◆ Stored records:
[Start of section]
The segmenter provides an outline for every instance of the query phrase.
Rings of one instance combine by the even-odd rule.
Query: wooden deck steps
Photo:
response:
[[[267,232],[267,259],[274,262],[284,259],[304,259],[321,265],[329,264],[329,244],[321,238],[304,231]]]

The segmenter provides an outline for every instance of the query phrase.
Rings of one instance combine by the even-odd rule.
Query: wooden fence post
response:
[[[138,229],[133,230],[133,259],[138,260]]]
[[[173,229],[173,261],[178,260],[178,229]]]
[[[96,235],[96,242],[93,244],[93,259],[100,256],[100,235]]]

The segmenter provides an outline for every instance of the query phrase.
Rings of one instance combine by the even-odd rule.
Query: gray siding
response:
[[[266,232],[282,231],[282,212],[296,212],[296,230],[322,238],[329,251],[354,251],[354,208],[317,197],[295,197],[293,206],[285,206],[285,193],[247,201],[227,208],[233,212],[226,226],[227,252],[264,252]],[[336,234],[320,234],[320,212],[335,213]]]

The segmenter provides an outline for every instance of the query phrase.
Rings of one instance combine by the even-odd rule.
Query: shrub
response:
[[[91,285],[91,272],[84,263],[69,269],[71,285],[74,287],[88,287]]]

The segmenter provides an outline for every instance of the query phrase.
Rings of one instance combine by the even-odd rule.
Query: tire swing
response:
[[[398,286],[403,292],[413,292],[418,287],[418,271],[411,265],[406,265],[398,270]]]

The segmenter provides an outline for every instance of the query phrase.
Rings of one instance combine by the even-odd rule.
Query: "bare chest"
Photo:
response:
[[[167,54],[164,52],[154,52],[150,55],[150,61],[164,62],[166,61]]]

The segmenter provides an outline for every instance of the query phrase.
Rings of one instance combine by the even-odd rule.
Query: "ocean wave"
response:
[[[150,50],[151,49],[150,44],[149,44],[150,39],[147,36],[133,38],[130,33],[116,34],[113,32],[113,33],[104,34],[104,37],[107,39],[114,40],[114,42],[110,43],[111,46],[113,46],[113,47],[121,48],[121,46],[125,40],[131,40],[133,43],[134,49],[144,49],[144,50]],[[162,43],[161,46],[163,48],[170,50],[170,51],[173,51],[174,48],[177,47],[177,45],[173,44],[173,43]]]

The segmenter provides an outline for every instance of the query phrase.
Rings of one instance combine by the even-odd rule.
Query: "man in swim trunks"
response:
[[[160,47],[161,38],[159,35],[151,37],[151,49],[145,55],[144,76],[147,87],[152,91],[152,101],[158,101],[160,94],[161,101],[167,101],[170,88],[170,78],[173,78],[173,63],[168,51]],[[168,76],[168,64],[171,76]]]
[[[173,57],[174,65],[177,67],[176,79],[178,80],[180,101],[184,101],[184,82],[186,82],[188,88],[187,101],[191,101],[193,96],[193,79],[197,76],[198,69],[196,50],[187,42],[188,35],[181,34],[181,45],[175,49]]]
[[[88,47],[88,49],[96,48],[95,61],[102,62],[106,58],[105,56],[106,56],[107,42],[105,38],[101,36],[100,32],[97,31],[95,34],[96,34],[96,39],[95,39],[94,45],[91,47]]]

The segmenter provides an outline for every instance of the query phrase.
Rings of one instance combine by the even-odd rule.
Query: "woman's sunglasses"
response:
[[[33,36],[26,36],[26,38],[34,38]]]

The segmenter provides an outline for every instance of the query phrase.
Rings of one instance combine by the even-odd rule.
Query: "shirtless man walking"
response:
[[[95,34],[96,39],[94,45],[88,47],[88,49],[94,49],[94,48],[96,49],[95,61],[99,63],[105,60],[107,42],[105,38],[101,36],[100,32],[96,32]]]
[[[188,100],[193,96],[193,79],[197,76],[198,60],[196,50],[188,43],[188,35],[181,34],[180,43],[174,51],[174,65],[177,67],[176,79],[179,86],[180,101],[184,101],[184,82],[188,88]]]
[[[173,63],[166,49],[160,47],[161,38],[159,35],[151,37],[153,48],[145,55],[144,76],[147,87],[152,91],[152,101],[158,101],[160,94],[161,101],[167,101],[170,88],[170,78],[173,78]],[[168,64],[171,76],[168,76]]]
[End of section]
Whenever a line of the data above includes the word "wooden", copy that line.

Query: wooden deck steps
Query: wooden fence post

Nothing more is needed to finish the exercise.